** Start of Dataset **

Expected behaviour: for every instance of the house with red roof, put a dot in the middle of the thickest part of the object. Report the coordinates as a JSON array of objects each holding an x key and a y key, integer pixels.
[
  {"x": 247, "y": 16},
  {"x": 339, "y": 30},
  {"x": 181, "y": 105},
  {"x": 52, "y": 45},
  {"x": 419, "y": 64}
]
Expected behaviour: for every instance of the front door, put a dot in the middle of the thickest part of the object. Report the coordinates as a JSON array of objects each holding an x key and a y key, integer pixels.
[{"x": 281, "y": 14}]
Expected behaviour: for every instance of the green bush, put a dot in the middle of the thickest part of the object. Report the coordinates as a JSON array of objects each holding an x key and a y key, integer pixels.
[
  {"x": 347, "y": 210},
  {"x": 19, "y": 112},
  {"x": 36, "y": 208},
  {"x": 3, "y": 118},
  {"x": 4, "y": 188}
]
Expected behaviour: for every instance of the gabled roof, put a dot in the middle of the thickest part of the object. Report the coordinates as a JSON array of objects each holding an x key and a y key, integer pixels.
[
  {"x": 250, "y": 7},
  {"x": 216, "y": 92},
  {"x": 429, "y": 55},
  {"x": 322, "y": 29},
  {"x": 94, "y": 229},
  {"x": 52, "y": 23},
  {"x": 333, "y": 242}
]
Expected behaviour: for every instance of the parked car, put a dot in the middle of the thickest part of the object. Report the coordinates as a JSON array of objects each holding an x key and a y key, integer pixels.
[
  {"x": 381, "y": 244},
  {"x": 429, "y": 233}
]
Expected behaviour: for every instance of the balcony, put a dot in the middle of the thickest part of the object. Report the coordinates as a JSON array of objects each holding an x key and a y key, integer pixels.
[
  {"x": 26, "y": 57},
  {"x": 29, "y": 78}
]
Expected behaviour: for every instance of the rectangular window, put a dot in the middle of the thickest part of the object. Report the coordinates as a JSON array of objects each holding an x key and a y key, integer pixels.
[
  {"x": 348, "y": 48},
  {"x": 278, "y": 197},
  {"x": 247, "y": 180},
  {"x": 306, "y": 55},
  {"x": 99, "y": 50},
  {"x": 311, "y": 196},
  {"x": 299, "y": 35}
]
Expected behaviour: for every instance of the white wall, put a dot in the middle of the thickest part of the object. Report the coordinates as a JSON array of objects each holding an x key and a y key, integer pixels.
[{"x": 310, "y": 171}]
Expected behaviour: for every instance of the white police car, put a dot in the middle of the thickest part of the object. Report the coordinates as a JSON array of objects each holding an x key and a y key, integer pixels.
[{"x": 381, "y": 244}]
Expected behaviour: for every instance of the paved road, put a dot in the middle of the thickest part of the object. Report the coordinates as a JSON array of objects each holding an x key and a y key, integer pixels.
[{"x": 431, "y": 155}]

** End of Dataset **

Can you change "thickest part" to "widest part" in the part that opens with the line containing "Expected behaviour: for every instance of the white police" and closes with the end of the entries, and give those lines again with nothing else altered?

◆ Right answer ◆
Expected behaviour: for every instance of the white police car, put a dot in the middle of the widest part of the object. Report the coordinates as a JSON array of objects each holding an x key and a y key, integer pixels.
[{"x": 381, "y": 244}]
Expected behaviour: for every instance of the paved road, put a dot in the middle of the widest part of the object. Report the coordinates as a JSON array of objects each holding an x key and a y key, integer pixels.
[{"x": 431, "y": 155}]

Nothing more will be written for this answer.